WRITTEN INSTRUCTION: Quote all lines below exactly. Images stay out.

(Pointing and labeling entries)
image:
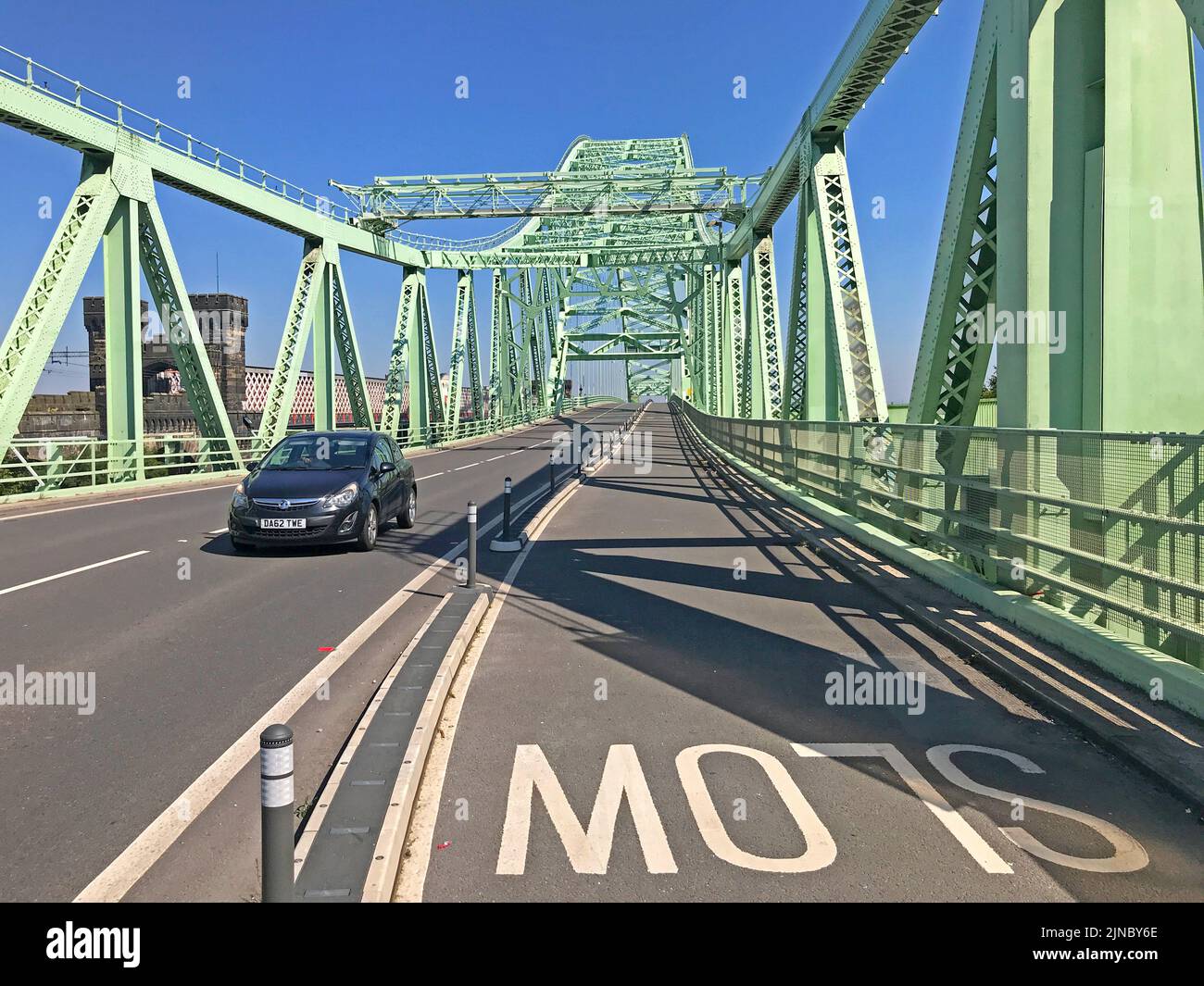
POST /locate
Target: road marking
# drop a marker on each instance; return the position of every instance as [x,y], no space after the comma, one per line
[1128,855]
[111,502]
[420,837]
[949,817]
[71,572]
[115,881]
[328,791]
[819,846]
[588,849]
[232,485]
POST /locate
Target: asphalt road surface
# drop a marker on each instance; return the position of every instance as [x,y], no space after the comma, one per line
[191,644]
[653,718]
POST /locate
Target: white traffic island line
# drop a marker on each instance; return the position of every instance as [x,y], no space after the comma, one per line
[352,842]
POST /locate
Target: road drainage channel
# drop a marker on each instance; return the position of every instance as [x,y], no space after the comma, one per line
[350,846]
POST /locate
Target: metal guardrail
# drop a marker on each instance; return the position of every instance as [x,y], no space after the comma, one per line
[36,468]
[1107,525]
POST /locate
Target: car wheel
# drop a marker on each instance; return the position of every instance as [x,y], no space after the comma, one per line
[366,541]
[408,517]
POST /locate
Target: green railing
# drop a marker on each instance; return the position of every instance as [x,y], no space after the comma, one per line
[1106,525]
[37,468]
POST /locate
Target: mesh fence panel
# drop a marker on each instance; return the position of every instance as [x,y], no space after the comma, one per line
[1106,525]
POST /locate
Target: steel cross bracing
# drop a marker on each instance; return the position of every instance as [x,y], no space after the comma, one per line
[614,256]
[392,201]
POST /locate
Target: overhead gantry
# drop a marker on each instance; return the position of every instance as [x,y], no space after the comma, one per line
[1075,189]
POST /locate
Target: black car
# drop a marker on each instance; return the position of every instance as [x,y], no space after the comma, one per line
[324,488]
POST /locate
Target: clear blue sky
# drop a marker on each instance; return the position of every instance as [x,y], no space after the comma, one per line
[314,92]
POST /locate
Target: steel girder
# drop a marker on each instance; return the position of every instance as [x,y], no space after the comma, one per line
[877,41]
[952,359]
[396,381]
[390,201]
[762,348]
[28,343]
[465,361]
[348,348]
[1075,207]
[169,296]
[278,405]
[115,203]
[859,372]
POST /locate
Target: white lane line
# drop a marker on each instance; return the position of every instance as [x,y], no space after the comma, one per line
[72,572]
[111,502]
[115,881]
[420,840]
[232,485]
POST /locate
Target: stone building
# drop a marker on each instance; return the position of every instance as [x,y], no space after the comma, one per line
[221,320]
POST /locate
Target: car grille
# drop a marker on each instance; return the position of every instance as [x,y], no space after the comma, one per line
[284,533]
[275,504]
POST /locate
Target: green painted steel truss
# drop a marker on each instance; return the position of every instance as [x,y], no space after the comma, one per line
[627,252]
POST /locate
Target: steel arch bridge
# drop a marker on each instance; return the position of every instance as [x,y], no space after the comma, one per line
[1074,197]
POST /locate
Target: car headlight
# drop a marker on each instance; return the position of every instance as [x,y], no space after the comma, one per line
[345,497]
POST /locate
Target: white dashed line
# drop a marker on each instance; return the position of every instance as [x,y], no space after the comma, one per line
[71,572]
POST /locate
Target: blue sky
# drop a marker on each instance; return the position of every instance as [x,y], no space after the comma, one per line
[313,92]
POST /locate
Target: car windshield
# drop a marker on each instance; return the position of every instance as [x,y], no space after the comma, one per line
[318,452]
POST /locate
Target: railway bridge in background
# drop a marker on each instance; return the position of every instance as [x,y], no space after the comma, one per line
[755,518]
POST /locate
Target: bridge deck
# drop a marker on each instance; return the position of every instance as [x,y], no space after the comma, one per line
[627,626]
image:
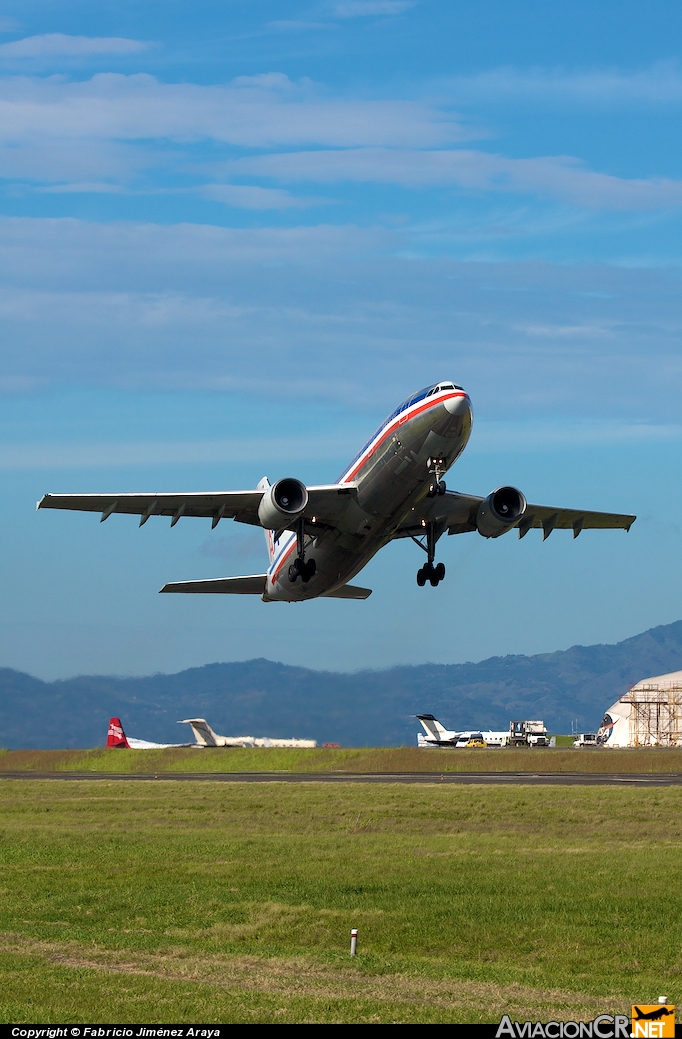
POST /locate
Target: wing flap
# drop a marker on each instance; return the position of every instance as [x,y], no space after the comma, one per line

THE RESPONSE:
image:
POST /locate
Target: road marking
# drop a marker on each instance; return the position of every instance as [x,y], no space after the comma, one per line
[1128,855]
[111,502]
[420,837]
[949,817]
[71,572]
[115,881]
[328,791]
[819,846]
[588,849]
[232,485]
POST /locate
Target: asphalt road surface
# drop a marker on each instance; return the position of every instance as [x,y], no space after the comma, one per line
[191,644]
[653,718]
POST /locate
Target: white traffic island line
# drop a marker on each instance; return the position of every instance as [x,y], no space after the comma, one per line
[352,842]
POST /locate
Target: road drainage channel
# drop a marker on each instance; return the position of every instance as [x,y], no space after the comma, one per line
[350,846]
POST /locate
Target: metal guardrail
# drop a marker on each instance; return the position of every instance as [x,y], no space after the comma, one per line
[36,468]
[1107,525]
POST /locate
Target: car wheel
# drop a marker on each instance; return the position of every instance as [x,y], no space after the comma, one per line
[366,541]
[408,517]
POST /locate
Target: green railing
# drop a marker on each instance; return the position of every instance as [x,y], no space after the comma, one per line
[1106,525]
[37,468]
POST /locate
Target: mesh fence panel
# drop a marker on each instance; return the position of every instance as [x,y], no space after the comma, one per line
[1106,525]
POST /locate
Target: steel cross bracing
# drop a marker on each instance; return the position of every instance as [x,y], no space after the comma, one per line
[614,256]
[392,201]
POST /locate
Target: overhead gantry
# drop a marker on each instance; return the position of every instance as [x,y], no space after the comma, one per line
[1075,189]
POST /locate
Target: black car
# drop a marker on each instance; return the position of every instance as [x,y], no space after the comma, one per line
[324,488]
POST /locate
Target: clear blue sky
# drop a marker on each instance; return the position of every instance as [x,y], no space after the comma, one per line
[314,92]
POST /locate
Target: steel girder
# drop a marker on each instance; return the position of every instance as [x,y], no space after the comma, one per line
[877,41]
[952,359]
[396,381]
[390,201]
[762,348]
[28,343]
[465,361]
[348,348]
[1075,207]
[169,296]
[278,405]
[115,203]
[859,372]
POST /locate
Target: white lane line
# drop a marker on each instance; return the position of every instance as [x,y], no space after the comma, one per line
[72,572]
[111,502]
[115,881]
[420,840]
[232,485]
POST /locate
Target: stone building
# drop a marker on each instance; return the position of every instance as [x,y], no space after the comma, one per line
[221,320]
POST /locate
Target: car grille
# drop a marker on each instance; return the position of every instance as [x,y], no space after the comma, one per line
[284,533]
[275,504]
POST /locate
Target: green painted steel truss
# drop a marker on each instance; return the position of every instance as [x,y], no space after the comma, one per line
[627,252]
POST /locate
Target: steel arch bridge
# drop a marker on each instance; return the position of every instance as [x,y], no space after the comma, one per line
[1074,197]
POST /locate
Target: car headlight
# drop a marker on each instance; return the position of every instance as [x,y], no space after the comma, one per line
[345,497]
POST /locate
Target: white dashed line
# drop a marker on each instance; return the position of every instance as [x,y], no space after the comma, one per line
[71,572]
POST /locate
Target: blue sky
# drop a marker on each instance; return the position of every instance as [x,y], no space after the comma, one per line
[313,92]
POST /locate
Target: car windshield
# drop a marker on each instance; return the position of every instance as [x,y], no space after the comma, one per line
[318,452]
POST /locate
Target: railway bridge in background
# drop a marker on each instance; return the position of every instance as [x,y], no space after the comma, one per line
[755,518]
POST /locate
Target: bridge deck
# drop a marker on each instance; return the position of every instance as [x,y], no space after the comma, one per line
[627,626]
image:
POST /locate
Target: wing flap
# drop a marker on each instance; return the position of every instance as [x,y], no space after the comma, one per line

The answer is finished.